Figure 1.  Evolution of the simulated TC intensity during 24−51 h. The red (blue) line denotes the maximum instantaneous (azimuthal-mean) wind speed at 10 m. The black dashed line denotes the minimum sea level pressure.

Figure 2.  The 3-km simulated radar reflectivity (unit: dBZ) during 29−32 h. The arrow shows the vertical wind shear between 200 hPa and 850 hPa within a radius of 500 km. The dashed concentric circles are the distance from the TC center at 20-km intervals.

There is a strong rainband outside the eyewall (Fig. 2). At 29 h, the simulated rainband is detached from the eyewall and located radially between 60 and 80 km on the eastern side. The northern part of the rainband becomes tangent with the eyewall at 30 h, while the secondary rainband is hard to identify. At 31 and 32 h, the rainband is again separated from the eyewall. We can see that the rainband remains at a relatively fixed position in the azimuthal direction during 29−32 h. We also examined the field of the simulated radar reflectivity at other hours and found that the rainband remains quasi-stationary in the azimuthal position relative to the TC center during the 28-h period, while the radial position varies slightly. Based on the definition of the principal rainband (Willoughby et al., 1984), the rainband can be identified as a principal rainband.

◆ **Stored data**:
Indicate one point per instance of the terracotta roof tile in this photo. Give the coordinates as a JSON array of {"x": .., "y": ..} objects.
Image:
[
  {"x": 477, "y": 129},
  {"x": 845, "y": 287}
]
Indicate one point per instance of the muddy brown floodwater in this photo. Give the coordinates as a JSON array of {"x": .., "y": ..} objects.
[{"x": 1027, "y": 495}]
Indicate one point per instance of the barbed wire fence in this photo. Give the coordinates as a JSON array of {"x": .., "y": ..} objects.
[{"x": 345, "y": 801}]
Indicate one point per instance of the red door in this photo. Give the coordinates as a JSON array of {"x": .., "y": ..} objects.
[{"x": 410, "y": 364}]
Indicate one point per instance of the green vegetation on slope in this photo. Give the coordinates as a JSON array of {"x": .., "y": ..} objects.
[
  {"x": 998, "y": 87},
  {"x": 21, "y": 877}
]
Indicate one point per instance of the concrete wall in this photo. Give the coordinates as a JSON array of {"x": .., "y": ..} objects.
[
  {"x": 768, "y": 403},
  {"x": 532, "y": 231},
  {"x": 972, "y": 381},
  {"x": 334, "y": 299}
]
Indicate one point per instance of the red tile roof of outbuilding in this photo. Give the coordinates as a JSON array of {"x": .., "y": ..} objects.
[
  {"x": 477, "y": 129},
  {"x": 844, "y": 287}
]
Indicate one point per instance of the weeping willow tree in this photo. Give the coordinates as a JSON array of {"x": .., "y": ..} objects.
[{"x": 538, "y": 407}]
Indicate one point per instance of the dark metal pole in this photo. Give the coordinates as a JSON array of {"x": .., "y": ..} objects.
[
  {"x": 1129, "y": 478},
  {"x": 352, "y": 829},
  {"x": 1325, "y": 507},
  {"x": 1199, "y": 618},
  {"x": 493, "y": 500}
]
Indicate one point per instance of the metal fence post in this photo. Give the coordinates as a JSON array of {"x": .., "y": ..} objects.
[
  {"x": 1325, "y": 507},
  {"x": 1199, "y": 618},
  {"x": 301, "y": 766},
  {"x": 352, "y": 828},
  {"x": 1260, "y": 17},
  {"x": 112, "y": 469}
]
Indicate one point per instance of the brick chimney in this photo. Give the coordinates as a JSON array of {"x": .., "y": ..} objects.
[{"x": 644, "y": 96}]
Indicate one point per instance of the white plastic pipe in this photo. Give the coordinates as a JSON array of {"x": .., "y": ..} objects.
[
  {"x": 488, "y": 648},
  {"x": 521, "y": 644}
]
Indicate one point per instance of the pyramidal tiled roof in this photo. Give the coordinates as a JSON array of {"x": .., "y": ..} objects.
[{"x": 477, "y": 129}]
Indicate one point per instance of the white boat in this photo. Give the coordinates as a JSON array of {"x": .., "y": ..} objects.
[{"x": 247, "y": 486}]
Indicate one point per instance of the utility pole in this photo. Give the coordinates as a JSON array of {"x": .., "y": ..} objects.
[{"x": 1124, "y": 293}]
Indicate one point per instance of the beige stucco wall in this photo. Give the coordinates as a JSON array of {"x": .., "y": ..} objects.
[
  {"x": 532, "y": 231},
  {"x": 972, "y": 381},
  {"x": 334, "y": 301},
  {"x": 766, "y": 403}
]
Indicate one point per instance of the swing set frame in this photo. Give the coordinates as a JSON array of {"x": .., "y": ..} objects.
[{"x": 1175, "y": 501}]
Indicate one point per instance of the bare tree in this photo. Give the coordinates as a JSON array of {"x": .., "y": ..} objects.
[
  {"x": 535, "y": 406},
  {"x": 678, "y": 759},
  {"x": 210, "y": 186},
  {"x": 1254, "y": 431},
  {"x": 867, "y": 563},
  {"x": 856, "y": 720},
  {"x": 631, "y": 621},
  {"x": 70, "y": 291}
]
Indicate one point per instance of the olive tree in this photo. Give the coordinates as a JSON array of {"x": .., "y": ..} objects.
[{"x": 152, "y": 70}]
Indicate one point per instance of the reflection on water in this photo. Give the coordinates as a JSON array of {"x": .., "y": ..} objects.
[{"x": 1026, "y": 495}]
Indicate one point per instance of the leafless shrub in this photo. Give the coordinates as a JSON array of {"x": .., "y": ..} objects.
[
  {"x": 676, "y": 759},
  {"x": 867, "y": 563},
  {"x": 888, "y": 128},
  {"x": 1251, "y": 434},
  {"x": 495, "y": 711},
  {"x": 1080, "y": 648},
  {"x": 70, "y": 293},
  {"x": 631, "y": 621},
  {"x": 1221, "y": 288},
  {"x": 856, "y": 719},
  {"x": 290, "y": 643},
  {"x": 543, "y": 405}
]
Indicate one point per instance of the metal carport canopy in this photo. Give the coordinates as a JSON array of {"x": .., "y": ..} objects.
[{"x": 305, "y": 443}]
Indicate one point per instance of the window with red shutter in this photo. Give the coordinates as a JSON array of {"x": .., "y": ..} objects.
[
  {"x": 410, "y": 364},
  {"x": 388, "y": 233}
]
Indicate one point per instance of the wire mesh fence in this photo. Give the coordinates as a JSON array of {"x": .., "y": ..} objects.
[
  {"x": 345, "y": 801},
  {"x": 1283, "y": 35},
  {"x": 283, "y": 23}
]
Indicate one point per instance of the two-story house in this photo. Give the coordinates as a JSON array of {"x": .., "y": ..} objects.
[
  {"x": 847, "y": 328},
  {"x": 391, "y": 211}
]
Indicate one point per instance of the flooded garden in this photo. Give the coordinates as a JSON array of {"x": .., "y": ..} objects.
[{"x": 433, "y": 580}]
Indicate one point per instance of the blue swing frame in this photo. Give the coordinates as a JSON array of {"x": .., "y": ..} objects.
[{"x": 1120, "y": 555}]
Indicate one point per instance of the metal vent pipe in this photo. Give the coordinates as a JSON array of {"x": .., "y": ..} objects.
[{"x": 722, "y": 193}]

◆ **Using the information**:
1 - Render this sentence from the rainband passage in Spanish: "At 31 and 32 h, the rainband is again separated from the eyewall."
2 - Write the next part of the rainband passage, beginning right after its final sentence.
The records have no role in any of these tasks.

◆ **Answer list**:
1 - A las 31 y 32 h, la banda de lluvia vuelve a estar separada de la pared del ojo.

2 -
In the following discussion, we focus mainly on the convective-scale structure of the principal rainband at 29 h since the innermost domain fully covers the rainband. Figures 3-5 show the simulated radar reflectivity at 3-km altitude, the vertical motion at 5 km and rainwater mixing ratio at 4 km for the upwind (R1), middle (R2, R3) and downwind portions (R4) of the principal rainband. In the upwind portion (R1), the convective activity is dominated by isolated cells that can be identified with the radar reflectivity larger than 40 dBZ (Fig. 3a), vertical motion stronger than 2 m s⁻¹ (Fig. 4a) and enhanced rainwater mixing ratio (Fig. 5a). The cellular structure is also demonstrated by the surrounding downward motion, while the downward motion is not very clear for some weak cells in Fig. 4a. The maximum updraft of 11.96 m s⁻¹ at 5-km altitude is found in the upwind convective cell.

Figure 3.  The 3-km simulated radar reflectivity (unit: dBZ) in the (a) upwind, (b) middle and (c) downwind portions of the principal rainband at 29 h. The polynomial curves are fitted based on the distribution of vertical velocity at 5-km altitude.

Figure 4.  The 5-km vertical velocity (units: m s⁻¹) in the (a) upwind, (b) middle and (c) downwind portions of the principal rainband at 29 h. The polynomial curves are fitted based on the distribution of vertical velocity.

Figure 5.  The 4-km rainwater mixing ratio (units: g kg⁻¹) in the (a) upwind, (b) middle and (c) downwind portions of the principal rainband at 29 h. The fitting curves are the same as in Fig. 4.

In the middle portion (R2, R3), the isolated convective cells are replaced by band-like structures, which are oriented roughly in the radial direction. The band-like structures are clear in the field of the 5-km vertical motion stronger than 3 m s⁻¹ (Fig. 4b), while the radar reflectivity and rainwater become connected in the downwind part (R3) (Figs. 3b and 5b). The maximum updraft is 12.92 m s⁻¹ in the middle portion, slightly stronger than that in the upwind portion. Note that the radar reflectivity and rainwater in R3 become two linear structures, which are about 20 km in length and roughly along the tangential wind. Tang et al. (2018) also found similar sub-rainband structures in the principal rainband of Typhoon Hagupit (2008) when they analyzed the observational data collected during the Observing System Research and Predictability Experiment Pacific Asian Regional Campaign and Tropical Cyclone Structure 2008 experiment. They suggested that the dynamics of the sub-rainband is similar to that of squall lines.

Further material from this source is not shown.